**Goal of the exercise:** In the records below, find the line that contains "Put a point on every instance of the drainpipe;" and the line that contains "Put a point on every instance of the overhead", then retype exactly those two lines and every line between them.

⁂

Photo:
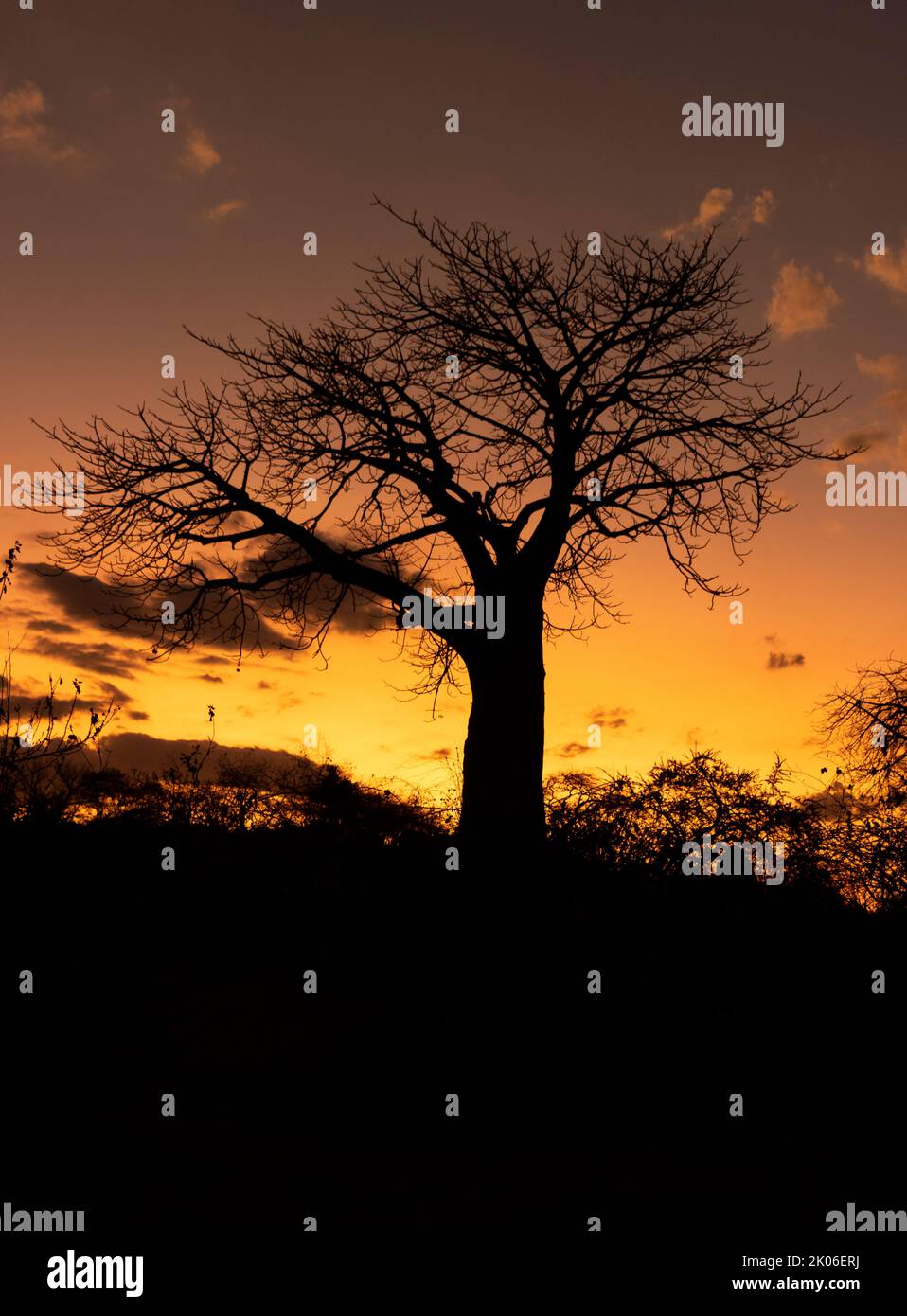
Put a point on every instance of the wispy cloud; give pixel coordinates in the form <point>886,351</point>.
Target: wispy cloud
<point>802,300</point>
<point>778,661</point>
<point>199,155</point>
<point>889,269</point>
<point>24,132</point>
<point>220,212</point>
<point>711,208</point>
<point>717,205</point>
<point>887,367</point>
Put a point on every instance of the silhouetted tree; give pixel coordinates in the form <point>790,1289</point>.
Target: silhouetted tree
<point>482,418</point>
<point>865,725</point>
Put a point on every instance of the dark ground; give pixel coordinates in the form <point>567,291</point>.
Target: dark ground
<point>429,982</point>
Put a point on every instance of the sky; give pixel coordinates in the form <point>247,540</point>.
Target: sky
<point>290,120</point>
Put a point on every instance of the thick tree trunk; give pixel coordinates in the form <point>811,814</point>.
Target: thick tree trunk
<point>503,812</point>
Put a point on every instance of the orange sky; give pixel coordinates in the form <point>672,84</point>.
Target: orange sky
<point>290,121</point>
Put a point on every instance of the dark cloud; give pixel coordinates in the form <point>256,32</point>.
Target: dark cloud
<point>111,660</point>
<point>573,749</point>
<point>777,661</point>
<point>87,599</point>
<point>610,718</point>
<point>134,750</point>
<point>80,597</point>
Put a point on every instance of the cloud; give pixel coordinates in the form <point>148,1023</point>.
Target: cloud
<point>220,212</point>
<point>611,718</point>
<point>111,660</point>
<point>801,300</point>
<point>23,132</point>
<point>778,661</point>
<point>135,750</point>
<point>437,756</point>
<point>762,206</point>
<point>81,597</point>
<point>87,599</point>
<point>199,155</point>
<point>712,206</point>
<point>715,205</point>
<point>887,367</point>
<point>573,749</point>
<point>889,269</point>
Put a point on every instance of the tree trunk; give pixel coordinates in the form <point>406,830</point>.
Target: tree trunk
<point>503,812</point>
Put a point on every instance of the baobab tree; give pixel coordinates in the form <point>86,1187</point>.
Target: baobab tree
<point>482,418</point>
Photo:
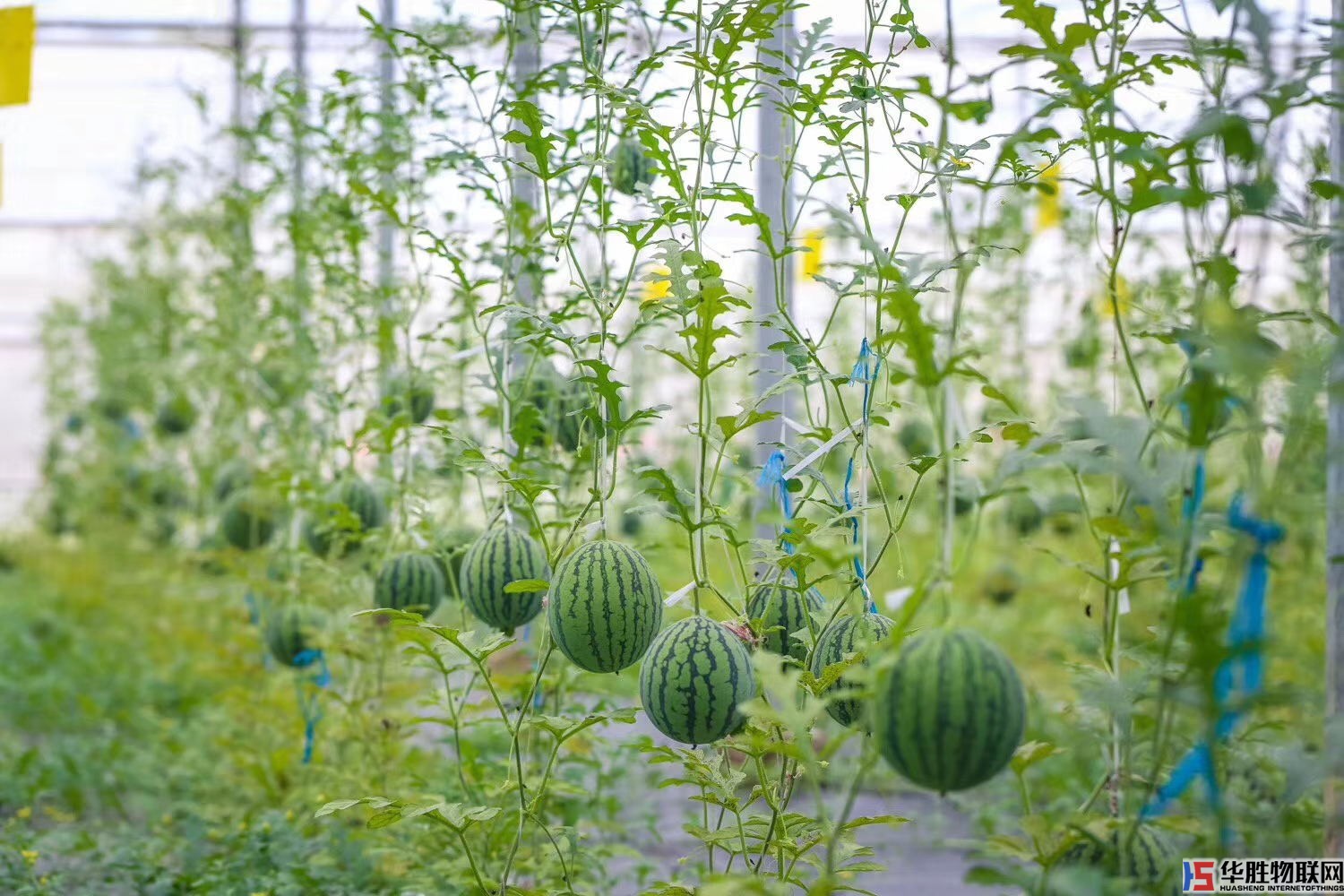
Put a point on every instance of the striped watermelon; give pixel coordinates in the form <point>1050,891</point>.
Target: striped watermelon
<point>951,712</point>
<point>693,680</point>
<point>629,167</point>
<point>499,557</point>
<point>411,582</point>
<point>177,416</point>
<point>1144,855</point>
<point>351,509</point>
<point>605,606</point>
<point>1024,513</point>
<point>290,632</point>
<point>843,638</point>
<point>965,495</point>
<point>779,613</point>
<point>408,392</point>
<point>230,478</point>
<point>247,520</point>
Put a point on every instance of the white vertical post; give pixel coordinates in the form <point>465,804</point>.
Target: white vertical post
<point>1335,474</point>
<point>774,277</point>
<point>238,45</point>
<point>386,230</point>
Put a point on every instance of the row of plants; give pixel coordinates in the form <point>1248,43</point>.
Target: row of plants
<point>453,386</point>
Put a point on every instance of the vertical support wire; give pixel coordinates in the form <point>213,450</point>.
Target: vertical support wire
<point>1335,474</point>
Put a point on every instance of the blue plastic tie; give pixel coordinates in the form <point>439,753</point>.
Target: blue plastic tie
<point>865,373</point>
<point>308,704</point>
<point>1241,673</point>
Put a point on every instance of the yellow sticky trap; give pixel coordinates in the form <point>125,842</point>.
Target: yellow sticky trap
<point>1050,206</point>
<point>812,254</point>
<point>18,32</point>
<point>659,287</point>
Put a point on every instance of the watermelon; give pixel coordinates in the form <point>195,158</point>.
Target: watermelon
<point>694,678</point>
<point>177,416</point>
<point>290,632</point>
<point>605,606</point>
<point>951,712</point>
<point>1024,513</point>
<point>230,478</point>
<point>1144,855</point>
<point>247,520</point>
<point>411,582</point>
<point>351,509</point>
<point>500,556</point>
<point>631,167</point>
<point>917,438</point>
<point>1062,511</point>
<point>449,549</point>
<point>779,613</point>
<point>843,638</point>
<point>409,392</point>
<point>1003,583</point>
<point>556,406</point>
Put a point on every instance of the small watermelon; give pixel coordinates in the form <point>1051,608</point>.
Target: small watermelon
<point>847,637</point>
<point>605,606</point>
<point>247,520</point>
<point>290,633</point>
<point>951,712</point>
<point>177,416</point>
<point>965,495</point>
<point>112,406</point>
<point>409,392</point>
<point>230,478</point>
<point>1082,351</point>
<point>352,508</point>
<point>499,557</point>
<point>917,438</point>
<point>781,611</point>
<point>1003,583</point>
<point>1024,513</point>
<point>695,676</point>
<point>1144,855</point>
<point>411,582</point>
<point>556,405</point>
<point>631,167</point>
<point>1062,511</point>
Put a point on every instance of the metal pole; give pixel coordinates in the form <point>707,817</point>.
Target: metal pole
<point>386,230</point>
<point>1335,476</point>
<point>238,109</point>
<point>774,276</point>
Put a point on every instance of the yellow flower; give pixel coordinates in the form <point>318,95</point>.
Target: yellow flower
<point>1123,297</point>
<point>1050,202</point>
<point>659,287</point>
<point>812,253</point>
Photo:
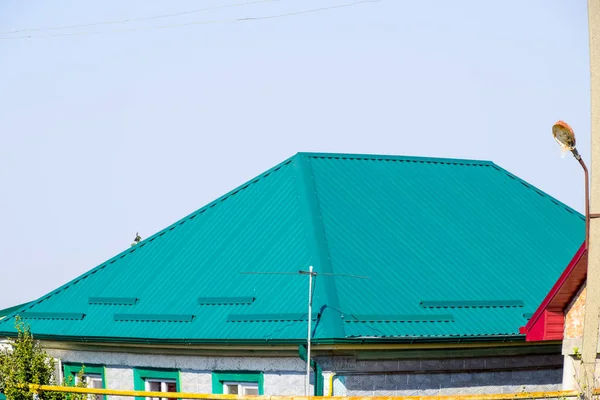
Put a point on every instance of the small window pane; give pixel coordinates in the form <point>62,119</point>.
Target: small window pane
<point>171,387</point>
<point>251,391</point>
<point>231,388</point>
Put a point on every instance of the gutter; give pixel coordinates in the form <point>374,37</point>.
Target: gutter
<point>357,342</point>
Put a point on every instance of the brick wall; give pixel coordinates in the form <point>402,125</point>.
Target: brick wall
<point>574,315</point>
<point>428,377</point>
<point>285,375</point>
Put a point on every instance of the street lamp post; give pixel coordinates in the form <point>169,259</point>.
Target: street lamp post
<point>564,135</point>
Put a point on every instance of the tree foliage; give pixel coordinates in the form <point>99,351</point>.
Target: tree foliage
<point>24,362</point>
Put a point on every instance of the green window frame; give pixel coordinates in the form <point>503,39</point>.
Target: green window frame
<point>141,374</point>
<point>218,377</point>
<point>72,369</point>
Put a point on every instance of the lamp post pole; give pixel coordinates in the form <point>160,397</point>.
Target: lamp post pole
<point>592,303</point>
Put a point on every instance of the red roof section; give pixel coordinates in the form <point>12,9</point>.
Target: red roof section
<point>547,323</point>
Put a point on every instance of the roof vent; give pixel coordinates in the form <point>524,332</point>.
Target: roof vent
<point>472,304</point>
<point>154,317</point>
<point>400,318</point>
<point>213,301</point>
<point>48,315</point>
<point>267,317</point>
<point>124,301</point>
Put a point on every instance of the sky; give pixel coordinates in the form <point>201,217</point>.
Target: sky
<point>122,127</point>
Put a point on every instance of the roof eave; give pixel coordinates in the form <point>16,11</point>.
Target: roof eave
<point>567,285</point>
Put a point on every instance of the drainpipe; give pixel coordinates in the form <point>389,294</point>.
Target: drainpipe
<point>319,380</point>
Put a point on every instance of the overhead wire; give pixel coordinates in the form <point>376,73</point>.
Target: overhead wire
<point>122,21</point>
<point>242,19</point>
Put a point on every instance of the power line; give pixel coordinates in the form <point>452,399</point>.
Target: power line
<point>136,19</point>
<point>206,22</point>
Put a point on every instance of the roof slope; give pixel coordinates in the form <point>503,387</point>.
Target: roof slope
<point>547,323</point>
<point>453,248</point>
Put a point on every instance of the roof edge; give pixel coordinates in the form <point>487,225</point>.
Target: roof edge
<point>540,192</point>
<point>547,302</point>
<point>270,342</point>
<point>440,160</point>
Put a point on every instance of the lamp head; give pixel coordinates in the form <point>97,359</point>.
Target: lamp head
<point>564,135</point>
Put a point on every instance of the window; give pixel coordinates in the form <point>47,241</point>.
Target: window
<point>245,388</point>
<point>160,385</point>
<point>93,376</point>
<point>155,380</point>
<point>238,382</point>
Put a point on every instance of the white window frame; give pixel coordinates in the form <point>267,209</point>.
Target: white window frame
<point>242,386</point>
<point>163,386</point>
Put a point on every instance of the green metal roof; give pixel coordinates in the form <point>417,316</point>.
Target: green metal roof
<point>7,311</point>
<point>453,249</point>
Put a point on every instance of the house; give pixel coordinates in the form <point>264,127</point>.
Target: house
<point>426,269</point>
<point>10,310</point>
<point>560,317</point>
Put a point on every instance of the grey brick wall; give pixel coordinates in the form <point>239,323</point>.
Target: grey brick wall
<point>478,375</point>
<point>285,375</point>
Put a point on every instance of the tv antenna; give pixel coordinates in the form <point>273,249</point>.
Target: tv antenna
<point>311,275</point>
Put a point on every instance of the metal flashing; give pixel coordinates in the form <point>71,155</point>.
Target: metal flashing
<point>471,303</point>
<point>154,317</point>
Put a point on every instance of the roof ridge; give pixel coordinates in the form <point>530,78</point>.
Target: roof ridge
<point>130,250</point>
<point>383,157</point>
<point>317,237</point>
<point>528,185</point>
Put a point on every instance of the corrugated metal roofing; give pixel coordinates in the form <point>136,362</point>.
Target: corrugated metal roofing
<point>463,233</point>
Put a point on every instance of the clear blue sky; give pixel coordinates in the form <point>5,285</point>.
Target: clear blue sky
<point>105,135</point>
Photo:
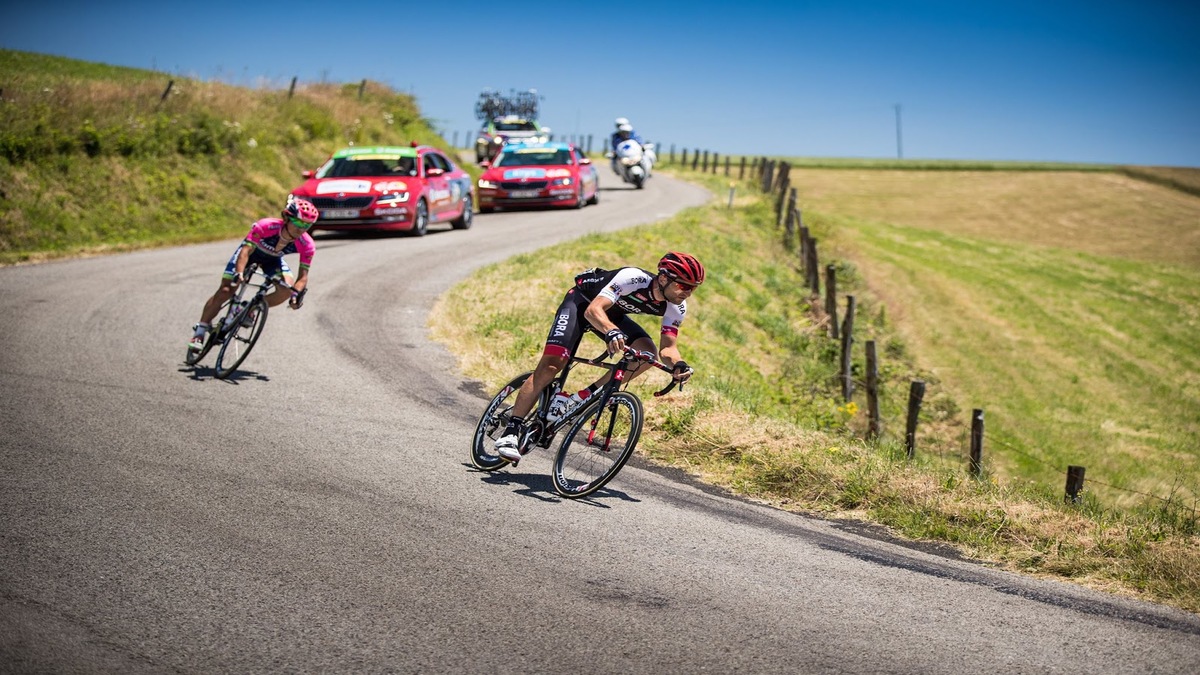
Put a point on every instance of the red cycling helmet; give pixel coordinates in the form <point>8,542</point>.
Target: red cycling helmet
<point>682,267</point>
<point>301,213</point>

⁂

**Response:**
Put a point on every instance of the drainpipe; give pixel coordinates in the form <point>389,294</point>.
Target: drainpipe
<point>319,380</point>
Put a point on every instance of the overhead wire; give pixel coordinates in the form <point>376,73</point>.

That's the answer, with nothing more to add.